Region pointing data
+ + + + +

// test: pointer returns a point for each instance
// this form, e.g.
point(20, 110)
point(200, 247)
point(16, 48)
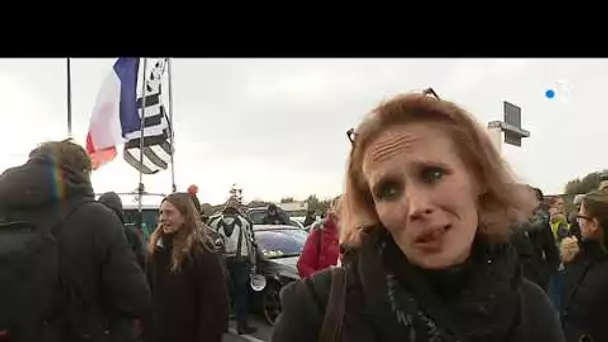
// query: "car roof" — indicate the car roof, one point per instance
point(150, 201)
point(265, 227)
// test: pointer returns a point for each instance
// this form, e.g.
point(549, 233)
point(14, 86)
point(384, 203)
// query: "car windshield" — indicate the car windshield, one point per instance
point(281, 243)
point(150, 218)
point(257, 216)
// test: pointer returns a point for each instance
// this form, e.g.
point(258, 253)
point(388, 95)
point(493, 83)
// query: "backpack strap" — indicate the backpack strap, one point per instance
point(319, 241)
point(331, 329)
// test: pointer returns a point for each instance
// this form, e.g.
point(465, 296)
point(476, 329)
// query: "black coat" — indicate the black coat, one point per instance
point(191, 305)
point(98, 268)
point(483, 300)
point(586, 294)
point(113, 201)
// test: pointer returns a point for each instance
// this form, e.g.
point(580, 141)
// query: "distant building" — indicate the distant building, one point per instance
point(297, 208)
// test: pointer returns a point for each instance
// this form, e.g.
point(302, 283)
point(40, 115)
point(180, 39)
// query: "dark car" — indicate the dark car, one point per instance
point(258, 214)
point(279, 248)
point(150, 206)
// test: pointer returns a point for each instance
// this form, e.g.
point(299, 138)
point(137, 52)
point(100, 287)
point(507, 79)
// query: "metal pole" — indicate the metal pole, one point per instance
point(171, 126)
point(140, 188)
point(69, 97)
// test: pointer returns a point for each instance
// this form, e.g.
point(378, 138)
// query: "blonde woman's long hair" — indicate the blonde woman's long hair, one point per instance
point(190, 239)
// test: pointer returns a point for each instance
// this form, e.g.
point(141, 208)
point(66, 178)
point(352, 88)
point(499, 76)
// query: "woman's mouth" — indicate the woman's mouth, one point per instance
point(431, 241)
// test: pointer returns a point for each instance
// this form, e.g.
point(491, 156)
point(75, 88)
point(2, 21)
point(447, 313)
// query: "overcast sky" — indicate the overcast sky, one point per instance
point(277, 127)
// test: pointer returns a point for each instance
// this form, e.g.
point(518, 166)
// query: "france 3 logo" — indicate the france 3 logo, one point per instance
point(560, 91)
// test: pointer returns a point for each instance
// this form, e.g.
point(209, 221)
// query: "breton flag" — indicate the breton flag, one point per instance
point(116, 118)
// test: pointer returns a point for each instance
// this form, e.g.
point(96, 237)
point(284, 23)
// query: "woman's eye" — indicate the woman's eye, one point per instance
point(388, 190)
point(431, 175)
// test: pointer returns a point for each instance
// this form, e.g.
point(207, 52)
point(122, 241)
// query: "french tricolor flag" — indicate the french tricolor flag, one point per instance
point(115, 113)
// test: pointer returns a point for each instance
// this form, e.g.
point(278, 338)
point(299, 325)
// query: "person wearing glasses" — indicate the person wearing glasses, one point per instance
point(586, 276)
point(429, 207)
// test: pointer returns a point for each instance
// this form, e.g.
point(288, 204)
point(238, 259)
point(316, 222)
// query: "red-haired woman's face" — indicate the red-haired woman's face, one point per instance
point(423, 193)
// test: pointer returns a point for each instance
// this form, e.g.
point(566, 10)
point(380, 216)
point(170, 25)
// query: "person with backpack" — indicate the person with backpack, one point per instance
point(67, 270)
point(322, 247)
point(190, 296)
point(429, 205)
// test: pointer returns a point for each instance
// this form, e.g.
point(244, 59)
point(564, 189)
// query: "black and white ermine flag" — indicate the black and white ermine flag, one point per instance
point(157, 149)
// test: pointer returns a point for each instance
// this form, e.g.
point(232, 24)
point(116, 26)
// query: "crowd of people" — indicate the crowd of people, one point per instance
point(432, 240)
point(439, 242)
point(73, 271)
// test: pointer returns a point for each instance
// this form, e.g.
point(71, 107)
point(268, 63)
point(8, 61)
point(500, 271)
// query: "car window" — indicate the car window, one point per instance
point(281, 243)
point(257, 216)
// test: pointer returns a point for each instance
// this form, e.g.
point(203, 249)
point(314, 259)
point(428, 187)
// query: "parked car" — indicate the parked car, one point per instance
point(150, 205)
point(279, 247)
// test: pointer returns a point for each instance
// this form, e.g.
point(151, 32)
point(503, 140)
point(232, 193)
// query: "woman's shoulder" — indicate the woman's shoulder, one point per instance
point(303, 306)
point(539, 318)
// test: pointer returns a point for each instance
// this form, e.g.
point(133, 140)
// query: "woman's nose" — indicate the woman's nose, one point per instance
point(418, 203)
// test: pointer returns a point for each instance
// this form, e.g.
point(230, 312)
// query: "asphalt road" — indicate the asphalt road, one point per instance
point(262, 335)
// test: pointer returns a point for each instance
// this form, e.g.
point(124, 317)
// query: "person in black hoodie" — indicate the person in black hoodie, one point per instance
point(189, 294)
point(101, 281)
point(429, 206)
point(586, 276)
point(112, 200)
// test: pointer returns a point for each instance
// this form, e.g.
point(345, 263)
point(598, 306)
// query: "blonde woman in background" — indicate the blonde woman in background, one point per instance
point(586, 276)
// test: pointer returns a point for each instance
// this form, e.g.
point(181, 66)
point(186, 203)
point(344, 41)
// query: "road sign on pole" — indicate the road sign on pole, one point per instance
point(511, 126)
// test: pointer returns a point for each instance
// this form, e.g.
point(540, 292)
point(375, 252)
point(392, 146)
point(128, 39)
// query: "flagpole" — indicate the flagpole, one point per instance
point(69, 97)
point(140, 188)
point(171, 126)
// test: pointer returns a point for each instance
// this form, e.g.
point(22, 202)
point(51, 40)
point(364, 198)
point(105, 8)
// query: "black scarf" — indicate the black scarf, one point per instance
point(476, 301)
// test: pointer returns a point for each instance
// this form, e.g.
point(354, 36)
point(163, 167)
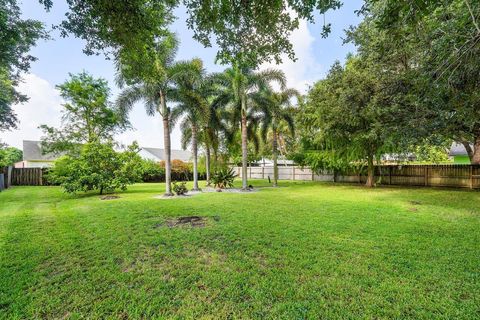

+ + + + +

EXERCISE PROMPT> Render all entries verbatim, excluding any pictures they hold.

EXERCISE RESPONSE>
// test: pointer returns a point for each instance
// this form, e.g.
point(20, 110)
point(200, 247)
point(16, 48)
// query: "car roof" — indicate the car roof, one point per instance
point(150, 201)
point(265, 227)
// test: pointer returns a point for each instance
// this form, e.g.
point(549, 233)
point(14, 86)
point(384, 203)
// query: "car windshield" — indicate the car windshield, one point per instance
point(281, 243)
point(150, 218)
point(257, 216)
// test: pointer returns a point for each instance
// this form, e.g.
point(258, 253)
point(388, 95)
point(493, 83)
// query: "backpack strap" — indicate the backpack strap, one point per instance
point(319, 241)
point(331, 329)
// test: pointer returns a point for each instance
// this form, e.g.
point(465, 296)
point(476, 329)
// query: "black coat" — indicate the black coat, one point per instance
point(191, 305)
point(98, 268)
point(483, 300)
point(586, 294)
point(113, 201)
// test: pointer returns a point for each instance
// this form, e.g.
point(580, 141)
// query: "distant building" — indicate the distant building, one point per instance
point(297, 208)
// test: pointer returns a point for each instance
// this form, e.g.
point(302, 283)
point(40, 115)
point(180, 39)
// query: "dark car" — indicate the dark car, one point per instance
point(258, 214)
point(279, 248)
point(150, 206)
// test: pointer returns a point for each instance
// this form, e.g.
point(299, 138)
point(137, 52)
point(100, 287)
point(507, 79)
// query: "metal pole" — indicate the metal pole, one point per instance
point(171, 126)
point(140, 188)
point(69, 97)
// test: pointer returns a point for each instance
// this form, e.g.
point(378, 138)
// query: "blonde woman's long hair" — indicate the blonde woman's long hair, one point per instance
point(190, 239)
// test: pointer returns a point for each instance
// this form, e.g.
point(141, 208)
point(66, 178)
point(352, 88)
point(499, 76)
// query: "woman's mouth" — indicate the woman's mouth, one point per instance
point(431, 241)
// test: pointer returns a point for each instance
// this form, e.g.
point(491, 156)
point(75, 88)
point(2, 21)
point(447, 313)
// query: "overcast sky" — indicate the overcast sky, one point per instance
point(277, 127)
// test: pointer returns a point for each instance
// this form, e.g.
point(518, 166)
// query: "france 3 logo" — indicate the france 3 logo, one point per instance
point(560, 91)
// test: pointer returns a point for each instance
// this form, e.g.
point(209, 221)
// query: "breton flag" — indicate the breton flag, one point per instance
point(116, 118)
// test: pointer returns a point for each instance
// this form, e.g.
point(96, 237)
point(284, 23)
// query: "woman's eye" — indicate the woman's eye, one point per instance
point(388, 190)
point(431, 175)
// test: pointer returns a point for each instance
// this form, e.g.
point(207, 52)
point(122, 241)
// query: "french tricolor flag" — indicate the french tricolor flag, one point per instance
point(115, 113)
// test: pointer returns a point for each instance
// this form, e.g.
point(278, 338)
point(299, 325)
// query: "person wearing glasses" — indicate the person wearing glasses, one point per instance
point(586, 276)
point(429, 207)
// test: pointer returns a point for each instance
// this form, e.g.
point(288, 204)
point(238, 259)
point(316, 222)
// query: "red-haired woman's face" — indicate the red-haired woman's face, one point per instance
point(423, 193)
// test: pointer returns a point for each instance
// this form, e.g.
point(566, 10)
point(380, 216)
point(170, 25)
// query: "person with backpack" — indicate the person with backpack, one point per instance
point(67, 270)
point(322, 247)
point(190, 296)
point(429, 205)
// test: pointer returns a point for each instance
// this form, e.g.
point(244, 59)
point(564, 189)
// query: "black and white ermine flag" — indicate the black and white ermine flag, one point per instance
point(157, 149)
// test: pointer returns a point for each instance
// this form, e.g.
point(232, 24)
point(116, 26)
// query: "crowd of people" — indicate the crowd of people, one point per instance
point(432, 240)
point(439, 242)
point(73, 271)
// test: pointer returns a point for each instance
// this form, e.g.
point(71, 107)
point(268, 63)
point(8, 61)
point(500, 271)
// query: "car window" — indicate the car window, one point per instance
point(281, 243)
point(257, 216)
// test: pointer returns a point for each instance
// this form, e.g.
point(203, 249)
point(314, 259)
point(428, 187)
// query: "parked car" — indicate the parked car, one point per instance
point(150, 205)
point(279, 247)
// test: pointer returns a point for each instance
// this form, e.g.
point(151, 32)
point(503, 140)
point(232, 193)
// query: "woman's shoulder" — indicate the woman's shoulder, one point per instance
point(303, 306)
point(539, 318)
// test: pointer returns a point for each instance
// this form, e.g.
point(133, 140)
// query: "woman's nose" — indicate the woman's nose, one point per instance
point(418, 203)
// test: pointer returns a point for each instance
// this form, e.g.
point(230, 312)
// query: "asphalt road" — indicate the asphalt road, one point per instance
point(262, 335)
// test: pointer returns a point for each instance
// this form, e.g.
point(124, 317)
// query: "person in black hoodie" — indicate the person in black hoodie, one point per instance
point(189, 294)
point(101, 281)
point(429, 206)
point(586, 276)
point(112, 200)
// test: pointer returns a point for each instance
// this form, e.g.
point(345, 263)
point(598, 306)
// query: "blonde woman in background" — indicate the blonde woman in background, one point per instance
point(586, 276)
// test: pointer returns a point for each instance
// this form, e.g.
point(181, 66)
point(186, 203)
point(344, 41)
// query: "road sign on pole" — indicate the road sign on pole, one point per instance
point(511, 126)
// test: pointer returns a point for each instance
// this form, e.g.
point(540, 292)
point(375, 252)
point(392, 146)
point(128, 39)
// query: "flagpole" — indicate the flagpole, one point per instance
point(69, 97)
point(140, 188)
point(171, 126)
// test: pointer returns a point for each instance
// this form, e.g.
point(22, 202)
point(51, 40)
point(364, 198)
point(105, 8)
// query: "black scarf" — indicate the black scarf, one point per instance
point(476, 301)
// test: pointer returns a point for each instance
// this form, e.g.
point(354, 36)
point(163, 167)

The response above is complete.